# Excerpt provided
════════════════

Also check out S.C.O.R.E. by zip code at Service Corps of Retired Executives

Here’s the thing. The SBDC and SCORE are great organizations. But I find some counselors and centers better than others. So shop around – especially since the advice is free and courses are low-cost.

Somewhere on my blog I talk about LLC advice I received from both organizations (and different counselors, so search for LLC). One director accused me of seeking legal advice, since I asked for an attorney volunteer on staff to answer my LLC question. I was just seeking the best qualified consultant for the job – which you should also.

Don’t throw out the baby with the bath water.

Another response

I agree, but SCORE tends to have low standards for recruiting counselors, for the sake of maintaining a sufficient number of counselors and keeping the program going. I was a SCORE counselor at a time when, in retrospect, I lacked sufficient experience to be one. Often, I was asked for advice that I didn’t feel qualified to give, such as legal and tax structure matters.

SCORE has a tendency to fold within many small communities and the managers behind resurrecting a local chapter may get frustrated with trying to recruit the highest caliber. The most successful small business owners may not stick around during their retirement years. In XXX, the thought of resurrecting our chapter gets tossed around every few years, but always runs out of steam.

If you can find a great SCORE counselor with many years of experience, you just might have a gold mine. You can tell when you have a good counselor because of their in-depth curiosity about you and the inner workings of your business.

The quality of SBDC staff can vary drastically. The one in XXX has a high turnover rate and the people rarely know the answers to my questions, so I often call the XXX office. There’s a woman down there who’d rather give up her children than be unable to correctly answer my question.

════════════════

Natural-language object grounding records
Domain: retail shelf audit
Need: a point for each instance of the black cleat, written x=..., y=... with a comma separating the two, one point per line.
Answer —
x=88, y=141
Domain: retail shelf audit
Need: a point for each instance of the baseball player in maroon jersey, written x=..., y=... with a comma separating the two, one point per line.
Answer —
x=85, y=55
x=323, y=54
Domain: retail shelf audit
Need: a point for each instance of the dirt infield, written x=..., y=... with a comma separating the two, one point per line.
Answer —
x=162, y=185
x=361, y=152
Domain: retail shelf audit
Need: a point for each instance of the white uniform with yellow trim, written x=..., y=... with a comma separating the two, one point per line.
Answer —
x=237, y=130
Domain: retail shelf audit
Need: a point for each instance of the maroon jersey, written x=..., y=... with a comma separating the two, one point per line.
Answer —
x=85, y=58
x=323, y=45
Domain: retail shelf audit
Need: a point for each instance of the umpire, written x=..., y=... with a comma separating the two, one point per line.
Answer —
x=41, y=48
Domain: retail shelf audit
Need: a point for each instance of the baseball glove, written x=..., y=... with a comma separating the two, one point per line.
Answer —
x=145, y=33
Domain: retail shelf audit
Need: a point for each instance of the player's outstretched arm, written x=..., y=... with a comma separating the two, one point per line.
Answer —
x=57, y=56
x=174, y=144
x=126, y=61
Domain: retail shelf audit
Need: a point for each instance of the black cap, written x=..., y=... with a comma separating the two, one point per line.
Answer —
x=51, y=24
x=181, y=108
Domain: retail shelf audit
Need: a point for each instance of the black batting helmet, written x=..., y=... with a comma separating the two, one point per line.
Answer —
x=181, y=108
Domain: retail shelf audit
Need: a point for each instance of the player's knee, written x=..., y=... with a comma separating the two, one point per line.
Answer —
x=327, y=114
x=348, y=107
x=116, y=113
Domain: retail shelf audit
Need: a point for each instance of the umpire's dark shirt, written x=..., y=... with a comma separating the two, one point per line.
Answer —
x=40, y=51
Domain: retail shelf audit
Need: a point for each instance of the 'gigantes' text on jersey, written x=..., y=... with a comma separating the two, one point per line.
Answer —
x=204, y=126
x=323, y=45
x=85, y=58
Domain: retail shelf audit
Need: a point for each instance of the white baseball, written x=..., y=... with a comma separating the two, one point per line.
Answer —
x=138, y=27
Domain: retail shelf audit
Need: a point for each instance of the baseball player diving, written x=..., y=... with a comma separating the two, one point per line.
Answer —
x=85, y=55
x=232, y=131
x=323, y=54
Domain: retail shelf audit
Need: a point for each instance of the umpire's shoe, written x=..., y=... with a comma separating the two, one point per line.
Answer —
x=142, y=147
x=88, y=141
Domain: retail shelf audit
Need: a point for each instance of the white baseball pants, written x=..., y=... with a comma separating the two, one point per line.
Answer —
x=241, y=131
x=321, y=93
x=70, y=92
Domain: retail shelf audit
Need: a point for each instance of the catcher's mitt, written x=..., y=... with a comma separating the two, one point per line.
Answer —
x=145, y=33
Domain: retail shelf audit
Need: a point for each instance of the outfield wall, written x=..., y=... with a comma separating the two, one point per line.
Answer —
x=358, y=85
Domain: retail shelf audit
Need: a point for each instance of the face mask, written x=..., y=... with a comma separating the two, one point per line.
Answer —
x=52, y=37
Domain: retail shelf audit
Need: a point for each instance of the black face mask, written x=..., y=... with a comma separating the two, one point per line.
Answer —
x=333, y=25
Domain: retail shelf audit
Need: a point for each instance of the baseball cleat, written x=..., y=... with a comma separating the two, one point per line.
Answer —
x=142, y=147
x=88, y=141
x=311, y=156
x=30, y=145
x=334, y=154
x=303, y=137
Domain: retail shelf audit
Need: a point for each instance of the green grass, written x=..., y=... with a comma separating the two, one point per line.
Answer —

════════════════

Pick up the discussion of SBDC and SCORE counselors from its final sentence and keep writing it.

# Answer to the problem
Teachers, coaches, mentors, and counselors are people and no two are exactly alike and no one is right all the time. Keep looking until you find the resourceful folks you can depend on to move your business. They’re out there – they really are.

My response:

I do agree with XXX assessment of SCORE. The limited time I counseled with them in person was very unproductive. Having said that, they have brought in some good local resources to teach seminars – most were free.

I have found good advice from SCORE, if I use their online service. This way I can check their qualifications and pick someone to answer a question by email. I got excellent answers on my LLC questions.

I find diversity the best usage of Small Business Development Centers.

The person heading the Harper College branch is a marketing expert and has her own Internet business. I consult with her about marketing direction.

The person heading the College of DuPage branch used to be a geologist, then became a business consultant for many years. He’s good at business plans.

The person heading the Elgin Community College branch is a CPA. He’s good at tax and legal issues.

The Jewish Vocational Service is an excellent resource for those in the city of Chicago. They also teach a free entrepreneur course, based upon Core Four. I’ve also heard the same is true for the University of Illinois.

Shop around. It will be worth the effort.